記述課題 1: 抜粋にある「しかし、この陰にある民族の興亡の歴史と政治に翻弄された人々を思わないわけにいきません。」という一文を英語に訳す。

抜粋:
回りくどい表現かもしれないので「政治に無関心」でいられる気楽さと同じ文脈と言うことです。
麻生さんの高校生向け講演。麻生さんが言うからフザケた話に聞こえそうですが、全くそうではありません。逆です。前後関係も5分ごろから9分ごろまで耳を傾けてみて下さい。
えりアルフィアさんが政治に関心を持たれたのは同じ文脈で、これら「主権、人権、民族、国家、自由」を渇望し、切実に感じるところにルーツがあることも無関係ではないでしょう。だからこそ、「当事者として」苦しみ、経験をしてきた彼女の外交・安全保障の話を聞いてみて欲しいのです。
私がえりアルフィヤさんを推すのは、これらの単語をこれからも教科書程度だけでしか目にしなくてよくするために、「えりアルフィヤを使いこなそう」ということです。
彼女自身も国際情勢での緊迫感を語っています。
「日本が世界をリードする」にこやかな挨拶の重み
7か国語で「日本が世界をリードする」を明るく、にこやかに披露しています。
しかし、この陰にある民族の興亡の歴史と政治に翻弄された人々を思わないわけにいきません。

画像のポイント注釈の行
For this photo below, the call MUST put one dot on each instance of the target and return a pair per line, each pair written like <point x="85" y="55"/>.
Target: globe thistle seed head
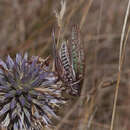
<point x="28" y="93"/>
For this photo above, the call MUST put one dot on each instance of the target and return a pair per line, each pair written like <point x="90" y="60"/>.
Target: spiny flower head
<point x="28" y="93"/>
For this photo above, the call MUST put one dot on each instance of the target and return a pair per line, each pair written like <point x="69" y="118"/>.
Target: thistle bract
<point x="28" y="93"/>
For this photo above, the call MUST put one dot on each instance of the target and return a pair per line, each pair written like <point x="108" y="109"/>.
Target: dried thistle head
<point x="28" y="93"/>
<point x="69" y="61"/>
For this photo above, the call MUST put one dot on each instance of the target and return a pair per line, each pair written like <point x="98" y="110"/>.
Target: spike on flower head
<point x="28" y="93"/>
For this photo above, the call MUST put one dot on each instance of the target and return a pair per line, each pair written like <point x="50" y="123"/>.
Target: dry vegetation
<point x="26" y="25"/>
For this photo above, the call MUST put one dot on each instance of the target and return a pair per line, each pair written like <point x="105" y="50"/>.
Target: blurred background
<point x="26" y="25"/>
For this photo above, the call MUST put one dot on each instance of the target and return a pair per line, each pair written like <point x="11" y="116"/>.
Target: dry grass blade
<point x="121" y="58"/>
<point x="85" y="10"/>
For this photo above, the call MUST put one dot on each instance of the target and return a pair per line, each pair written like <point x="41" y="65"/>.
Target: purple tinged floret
<point x="28" y="94"/>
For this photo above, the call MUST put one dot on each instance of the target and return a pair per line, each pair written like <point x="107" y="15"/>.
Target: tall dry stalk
<point x="121" y="59"/>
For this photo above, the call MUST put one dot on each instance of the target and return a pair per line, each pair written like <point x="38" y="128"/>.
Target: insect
<point x="69" y="61"/>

記述課題 2: 文字列「flower」を含む行を数え、その数だけを答える。大文字と小文字は区別する。

解答 1: However, one cannot help but think of the history of the rise and fall of peoples that lies behind this, and of those who were tossed about by politics.

解答 2: 2